-- Tarefa proposta 1 --
Por favor, copie sem nenhuma alteração as linhas de anotação de contornos, da primeira até a que contém "M67 139L64 140L64", ambas incluídas.

-- Trecho do texto --
:::

Quem não se comunica se trumbica

JOSÉ HENRIQUE REIS LOBO


Insisto em que as TVs públicas deveriam fazer uma grande reflexão sobre os seus objetivos e os seus resultados


LEVANTAMENTOS do Ibope mostram que, em números absolutos, a TV Cultura está entre as emissoras menos vistas de São Paulo. Penso que, em grande parte, isso se deve ao fato de que os veículos da Fundação Padre Anchieta são tratados como laboratórios de experiências no que se refere à programação. De fato, nunca se soube que naquela emissora programas entrassem e saíssem do ar em razão de algum levantamento que mostrasse a existência de um público (potencial) consumidor. Historicamente, é o voluntarismo, a opinião e o gosto pessoal que definem a programação.
Não foram, portanto, os atuais dirigentes que inauguraram esse estilo de gestão, mas espero que eles tenham sensibilidade para compreender que é preciso começar a mudar a situação. Insisto em que as TVs públicas deveriam fazer uma grande reflexão sobre os seus objetivos e os seus resultados em meio à opinião pública.
A diretora de jornalismo de uma TV pública escreveu um artigo que ocupou um quarto de página de um jornal para mostrar a excelência da programação da emissora, cuja audiência, se existe, também é próxima de zero. E afirma, como quem não tem dúvidas, que quem não gosta é quem não vê.
Alguns dias depois, o mesmo jornal publicou cartas de leitores que discordavam daquela articulista. Isso mostra que a percepção dos dirigentes é, muitas vezes, diferente da percepção do público, e, como é para este que se faz televisão, em principio é ele quem tem razão.
Sou capaz de entender que certos programas devam ter a sua importância medida por outros critérios, aos quais se adicionará o da audiência. Entretanto, pretender convencer, por meio de raciocínios transversos, que, para a TV Cultura, a audiência é uma questão de somenos importância parece exercício de acadêmicos e intelectuais com o qual o senso médio não consegue concordar.
De repente, passou-se a fazer crer que a TV Cultura não tem audiência exatamente por apresentar uma programação altamente diferenciada. Discordo. Qualidade e audiência não se excluem, mas, ao contrário, são o verso e o reverso de uma mesma moeda. Além disso, sendo a televisão um meio de comunicação de massas que entra compulsoriamente e de graça na casa de milhões de brasileiros, se eles não a assistem é porque alguma coisa está errada.
Nesse caso, de nada adianta o argumento de que ela apresenta programas que não têm espaço nas emissoras comerciais, porque, sem audiência, ela não consegue cumprir o seu papel de veículo de difusão cultural e educacional. Sugerir, portanto, que os que defendem a audiência estariam pretendendo que se façam concessões ao popularesco ou a programas que descumpram a finalidade da TV é, no mínimo, perigoso, pois pode incentivar o imobilismo, que nem os atuais dirigentes desejam, e desqualificar as críticas daqueles que estão legitimamente preocupados com a situação de indigência que as emissoras públicas vivem em matéria de audiência.

:::

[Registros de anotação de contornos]
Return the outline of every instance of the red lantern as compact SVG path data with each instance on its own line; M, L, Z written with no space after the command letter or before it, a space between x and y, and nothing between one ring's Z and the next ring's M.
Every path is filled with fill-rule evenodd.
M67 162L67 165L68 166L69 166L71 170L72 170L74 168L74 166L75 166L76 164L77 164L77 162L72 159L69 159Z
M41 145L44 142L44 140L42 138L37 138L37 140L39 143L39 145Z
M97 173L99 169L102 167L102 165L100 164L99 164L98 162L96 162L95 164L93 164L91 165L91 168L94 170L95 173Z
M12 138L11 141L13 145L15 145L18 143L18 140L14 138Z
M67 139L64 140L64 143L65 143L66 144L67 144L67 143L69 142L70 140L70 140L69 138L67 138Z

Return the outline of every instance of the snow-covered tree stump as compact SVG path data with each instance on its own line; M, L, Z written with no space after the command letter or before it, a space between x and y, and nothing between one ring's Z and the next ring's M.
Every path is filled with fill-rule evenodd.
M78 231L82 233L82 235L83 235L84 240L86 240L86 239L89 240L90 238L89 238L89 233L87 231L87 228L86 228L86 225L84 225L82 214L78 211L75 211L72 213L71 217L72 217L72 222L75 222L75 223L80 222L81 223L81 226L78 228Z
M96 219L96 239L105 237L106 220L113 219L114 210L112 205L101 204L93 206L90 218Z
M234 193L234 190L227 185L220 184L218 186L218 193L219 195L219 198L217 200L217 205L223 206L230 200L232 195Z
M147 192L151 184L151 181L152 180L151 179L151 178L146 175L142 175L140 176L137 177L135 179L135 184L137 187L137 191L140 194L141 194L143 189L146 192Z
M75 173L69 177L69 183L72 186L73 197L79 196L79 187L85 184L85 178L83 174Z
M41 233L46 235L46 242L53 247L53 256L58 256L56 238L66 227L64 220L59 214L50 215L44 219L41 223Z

:::

-- Tarefa proposta 2 --
Segundo o artigo sobre a audiência da TV Cultura, o que mostram os levantamentos do Ibope?

-- Resposta correta 1 --
Return the outline of every instance of the red lantern as compact SVG path data with each instance on its own line; M, L, Z written with no space after the command letter or before it, a space between x and y, and nothing between one ring's Z and the next ring's M.
Every path is filled with fill-rule evenodd.
M67 162L67 165L68 166L69 166L71 170L72 170L74 168L74 166L75 166L76 164L77 164L77 162L72 159L69 159Z
M41 145L44 142L44 140L42 138L37 138L37 140L39 143L39 145Z
M97 173L99 169L102 167L102 165L100 164L99 164L98 162L96 162L95 164L93 164L91 165L91 168L94 170L95 173Z
M12 138L11 141L13 145L15 145L18 143L18 140L14 138Z
M67 139L64 140L64 143L65 143L66 144L67 144L67 143L69 142L70 140L70 140L69 138L67 138Z

-- Resposta correta 2 --
Mostram que, em números absolutos, a TV Cultura está entre as emissoras menos vistas de São Paulo.